### DATASET RECORDS

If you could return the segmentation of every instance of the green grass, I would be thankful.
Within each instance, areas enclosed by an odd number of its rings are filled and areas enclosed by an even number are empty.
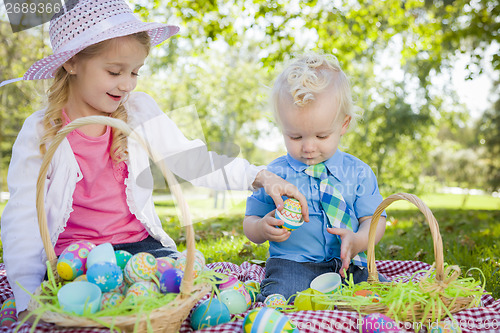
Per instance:
[[[469,196],[466,205],[461,195],[432,194],[421,196],[433,211],[443,238],[444,259],[459,265],[463,274],[471,268],[482,270],[486,290],[500,298],[500,199],[489,196]],[[256,245],[243,234],[244,201],[231,208],[216,210],[212,200],[190,202],[196,231],[196,246],[207,262],[243,261],[259,263],[267,259],[267,243]],[[4,204],[0,204],[0,213]],[[185,248],[185,238],[173,202],[158,202],[157,211],[163,227],[179,249]],[[419,260],[432,264],[433,244],[423,215],[411,204],[393,203],[388,209],[388,224],[382,241],[375,251],[376,259]],[[207,216],[214,216],[208,217]]]

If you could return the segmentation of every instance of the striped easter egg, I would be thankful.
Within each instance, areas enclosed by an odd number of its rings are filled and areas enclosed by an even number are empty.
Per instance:
[[[287,316],[271,308],[257,308],[250,311],[243,321],[245,333],[299,332]]]

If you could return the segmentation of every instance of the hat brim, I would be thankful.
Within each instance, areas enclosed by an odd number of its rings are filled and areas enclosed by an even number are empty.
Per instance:
[[[142,31],[148,32],[151,38],[151,46],[153,47],[175,35],[179,31],[179,27],[161,23],[144,23],[141,21],[126,22],[124,24],[114,26],[106,31],[103,31],[78,48],[54,53],[38,60],[26,71],[23,76],[23,80],[43,80],[53,78],[59,67],[86,47],[108,39],[128,36]]]

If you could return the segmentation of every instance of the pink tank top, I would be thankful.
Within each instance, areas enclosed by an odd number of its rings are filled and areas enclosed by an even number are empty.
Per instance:
[[[64,125],[71,120],[63,112]],[[139,242],[148,236],[142,223],[130,213],[127,204],[125,162],[114,164],[109,150],[112,133],[109,126],[99,137],[87,136],[78,129],[68,134],[76,161],[83,175],[73,193],[73,212],[59,235],[55,252],[76,241],[96,245]]]

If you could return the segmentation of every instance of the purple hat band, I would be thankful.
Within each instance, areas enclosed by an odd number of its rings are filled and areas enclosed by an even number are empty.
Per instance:
[[[54,77],[56,70],[75,54],[104,40],[148,32],[156,46],[179,31],[179,27],[139,20],[123,0],[79,0],[74,8],[50,21],[54,54],[35,62],[22,78],[7,80],[0,87],[19,80]]]

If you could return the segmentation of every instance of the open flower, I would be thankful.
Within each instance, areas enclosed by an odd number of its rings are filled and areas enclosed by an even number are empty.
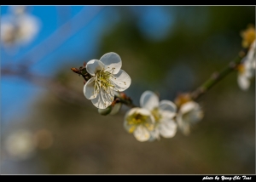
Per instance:
[[[151,112],[154,119],[154,130],[151,131],[149,140],[164,138],[172,138],[176,134],[177,123],[173,118],[177,106],[172,101],[159,100],[159,97],[151,91],[145,91],[140,99],[141,107]]]
[[[238,85],[242,90],[247,90],[250,87],[251,79],[255,76],[256,66],[256,41],[252,43],[247,54],[238,65]]]
[[[122,92],[130,87],[131,77],[121,66],[121,58],[116,53],[107,53],[99,60],[91,60],[86,64],[91,78],[83,91],[96,107],[107,108],[113,100],[114,91]]]
[[[135,107],[126,112],[124,127],[138,141],[147,141],[154,129],[154,117],[148,110]]]
[[[200,122],[203,117],[203,111],[198,103],[189,101],[183,104],[177,114],[177,122],[183,134],[190,133],[193,124]]]

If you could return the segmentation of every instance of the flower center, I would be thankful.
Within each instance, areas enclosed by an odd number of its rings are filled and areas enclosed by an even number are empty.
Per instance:
[[[134,114],[127,117],[127,122],[129,125],[138,125],[146,122],[148,116],[144,116],[140,113],[135,112]]]
[[[151,111],[151,113],[154,116],[156,122],[158,122],[162,118],[162,116],[159,112],[159,109],[157,107],[154,108],[154,110]]]
[[[113,95],[113,88],[114,88],[114,85],[110,80],[112,77],[113,74],[108,71],[104,71],[104,69],[98,71],[96,73],[94,94],[98,94],[100,89],[103,89],[109,96]]]
[[[243,64],[240,64],[238,66],[237,66],[237,70],[240,73],[244,73],[245,71],[245,66]]]

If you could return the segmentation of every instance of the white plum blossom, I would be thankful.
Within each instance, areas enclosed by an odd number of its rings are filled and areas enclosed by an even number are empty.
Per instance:
[[[124,127],[138,141],[143,142],[150,139],[154,123],[154,117],[148,110],[135,107],[126,112]]]
[[[238,65],[238,77],[237,82],[239,87],[242,90],[247,90],[250,87],[251,79],[255,76],[256,67],[256,41],[254,41],[247,54],[241,60]]]
[[[140,98],[140,105],[151,112],[154,119],[154,129],[150,132],[149,140],[160,139],[160,137],[172,138],[176,134],[176,105],[166,100],[160,101],[159,97],[151,91],[145,91]]]
[[[123,92],[130,87],[131,77],[121,66],[121,58],[113,52],[86,64],[86,71],[91,78],[86,82],[83,91],[96,107],[107,108],[113,101],[114,91]]]
[[[5,47],[30,43],[39,30],[39,20],[26,13],[24,7],[13,8],[10,14],[1,17],[1,42]]]
[[[200,105],[195,101],[183,104],[177,114],[178,128],[185,135],[189,134],[191,126],[200,122],[203,117],[203,111]]]

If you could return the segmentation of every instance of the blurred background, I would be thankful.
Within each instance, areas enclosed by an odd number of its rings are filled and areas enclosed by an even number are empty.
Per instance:
[[[173,101],[228,65],[249,24],[255,6],[1,6],[1,173],[254,174],[254,80],[242,91],[233,71],[201,97],[189,136],[139,142],[129,108],[99,115],[70,69],[115,52],[134,104]]]

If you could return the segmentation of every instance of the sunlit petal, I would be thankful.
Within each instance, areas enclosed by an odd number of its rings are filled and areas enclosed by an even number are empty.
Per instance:
[[[159,111],[162,117],[172,119],[176,115],[177,106],[173,102],[163,100],[160,102]]]
[[[138,126],[134,131],[133,134],[138,141],[142,142],[147,141],[150,138],[149,131],[143,126]]]
[[[159,106],[159,98],[154,93],[148,90],[145,91],[141,96],[140,105],[152,111],[154,108]]]
[[[112,104],[113,96],[113,92],[108,94],[101,88],[96,97],[91,100],[91,102],[96,107],[105,109]]]
[[[95,77],[87,81],[84,86],[83,92],[88,100],[92,100],[97,96],[97,93],[94,92]]]
[[[122,60],[116,53],[107,53],[100,60],[105,65],[104,69],[113,74],[117,74],[122,67]]]
[[[123,92],[127,89],[131,82],[130,76],[123,70],[120,70],[116,75],[110,78],[114,85],[114,90]]]
[[[158,126],[158,129],[161,136],[172,138],[176,134],[177,123],[173,120],[166,120]]]

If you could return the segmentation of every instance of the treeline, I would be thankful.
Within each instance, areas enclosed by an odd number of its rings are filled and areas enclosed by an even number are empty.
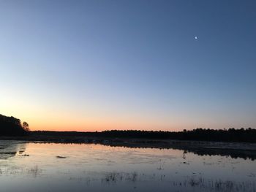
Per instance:
[[[29,124],[14,117],[0,114],[0,136],[23,136],[29,131]]]
[[[138,138],[160,139],[193,141],[256,142],[256,129],[251,128],[240,129],[206,129],[196,128],[183,131],[111,130],[102,132],[76,131],[33,131],[34,135],[55,137],[95,137],[103,138]]]

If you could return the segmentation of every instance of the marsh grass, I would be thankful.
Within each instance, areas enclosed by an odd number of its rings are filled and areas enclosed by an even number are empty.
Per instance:
[[[41,173],[42,170],[38,167],[37,165],[34,166],[32,168],[30,168],[28,171],[29,174],[32,174],[34,177],[37,177],[37,175]]]

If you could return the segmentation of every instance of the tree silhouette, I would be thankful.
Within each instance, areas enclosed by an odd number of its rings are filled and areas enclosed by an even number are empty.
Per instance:
[[[22,124],[22,127],[26,131],[30,131],[29,125],[26,121],[24,121],[23,123]]]

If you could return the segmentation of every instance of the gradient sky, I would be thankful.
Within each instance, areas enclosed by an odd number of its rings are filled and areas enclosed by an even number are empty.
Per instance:
[[[31,130],[256,128],[255,10],[1,0],[0,114]]]

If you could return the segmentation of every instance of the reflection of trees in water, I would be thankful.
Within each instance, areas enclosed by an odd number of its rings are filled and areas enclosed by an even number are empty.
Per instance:
[[[185,150],[184,150],[185,151]],[[227,149],[189,149],[187,151],[197,154],[198,155],[222,155],[230,156],[233,158],[241,158],[244,159],[256,159],[256,152],[252,150],[227,150]]]
[[[0,142],[0,159],[8,158],[23,154],[26,150],[26,142],[16,141],[1,141]]]
[[[192,147],[188,146],[167,146],[167,147],[152,147],[152,146],[138,146],[130,145],[127,143],[115,143],[115,144],[103,144],[108,146],[119,146],[128,148],[158,148],[158,149],[173,149],[184,150],[182,158],[186,159],[186,154],[189,153],[193,153],[198,155],[221,155],[221,156],[230,156],[233,158],[241,158],[244,159],[250,159],[252,161],[256,160],[256,151],[255,150],[233,150],[233,149],[214,149],[214,148],[203,148],[203,147]]]

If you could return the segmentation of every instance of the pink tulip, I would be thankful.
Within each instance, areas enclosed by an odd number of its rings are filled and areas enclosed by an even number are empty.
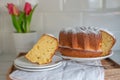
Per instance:
[[[19,15],[19,11],[13,3],[8,3],[7,8],[8,8],[9,14],[16,15],[16,16]]]
[[[24,11],[26,15],[30,14],[30,12],[32,11],[32,6],[30,3],[28,2],[25,3]]]

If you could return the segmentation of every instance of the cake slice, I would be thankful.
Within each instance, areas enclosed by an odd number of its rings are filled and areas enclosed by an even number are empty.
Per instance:
[[[101,30],[102,33],[102,46],[101,49],[103,51],[102,56],[108,55],[111,51],[111,48],[116,42],[116,39],[109,32]]]
[[[52,61],[57,48],[58,40],[53,36],[44,34],[25,57],[33,63],[47,64]]]

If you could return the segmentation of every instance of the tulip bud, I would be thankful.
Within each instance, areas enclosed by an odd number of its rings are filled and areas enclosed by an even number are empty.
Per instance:
[[[26,2],[25,7],[24,7],[24,12],[26,15],[29,15],[30,12],[32,11],[32,6],[30,3]]]
[[[19,15],[19,11],[14,4],[8,3],[7,8],[8,8],[9,14],[16,15],[16,16]]]

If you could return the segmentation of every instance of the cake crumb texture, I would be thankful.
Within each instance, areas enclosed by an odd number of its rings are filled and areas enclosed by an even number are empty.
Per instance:
[[[57,48],[58,40],[53,36],[44,34],[25,57],[33,63],[47,64],[52,61]]]

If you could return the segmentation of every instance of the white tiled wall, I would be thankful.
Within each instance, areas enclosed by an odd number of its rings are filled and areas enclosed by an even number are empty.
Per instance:
[[[58,37],[64,27],[96,26],[110,30],[117,39],[114,50],[120,49],[120,0],[0,0],[0,49],[4,53],[15,53],[14,29],[5,6],[8,2],[21,6],[25,1],[38,2],[31,29],[39,36],[51,33]]]

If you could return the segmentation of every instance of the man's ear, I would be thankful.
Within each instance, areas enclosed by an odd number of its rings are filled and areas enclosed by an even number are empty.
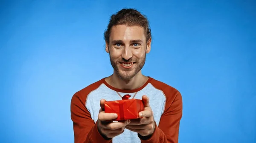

######

### GIVEN TASK
Rewrite everything from the line containing "sky, I would be thankful." down to the line containing "[[[31,130],[256,128],[255,10],[1,0],[0,114]]]", substituting "cloudless" for "gradient" and leaving everything else unchanged.

### PROBLEM SOLUTION
If you could return the segmentation of every instance of the cloudless sky, I would be thankful.
Within each instance, areas enclosed by an odd number of its rings are filled and areas enclosed by an even number are empty.
Per instance:
[[[31,130],[256,128],[255,10],[1,0],[0,114]]]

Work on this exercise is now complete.